▶ **Task**
Reproduce each line of the listing below word for word, leaving out the pictures.

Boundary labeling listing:
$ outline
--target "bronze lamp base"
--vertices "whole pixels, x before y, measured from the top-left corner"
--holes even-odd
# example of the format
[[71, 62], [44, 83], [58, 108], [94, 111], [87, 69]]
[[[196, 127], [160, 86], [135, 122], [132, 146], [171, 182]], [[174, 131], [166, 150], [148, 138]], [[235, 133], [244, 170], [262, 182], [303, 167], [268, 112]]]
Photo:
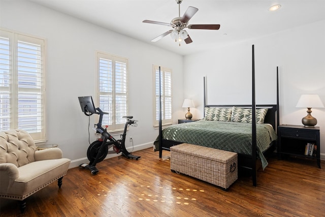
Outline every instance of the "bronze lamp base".
[[317, 125], [317, 119], [311, 116], [311, 108], [307, 108], [307, 113], [308, 114], [306, 117], [303, 117], [301, 121], [303, 125], [306, 128], [313, 128]]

▶ **Full answer**
$ outline
--target "bronze lamp base"
--vertices "whole pixels, x before y, measured from the top-left corner"
--holes even-odd
# example of the format
[[71, 62], [44, 83], [58, 108], [94, 111], [87, 69]]
[[[196, 127], [160, 86], [135, 122], [132, 146], [171, 182]], [[174, 131], [166, 150], [148, 138]], [[235, 133], [244, 170], [262, 182], [303, 167], [268, 112]]]
Photo:
Outline every instance of the "bronze lamp base".
[[317, 125], [317, 119], [311, 116], [311, 108], [307, 108], [307, 113], [308, 114], [306, 117], [303, 117], [301, 121], [303, 125], [306, 128], [313, 128]]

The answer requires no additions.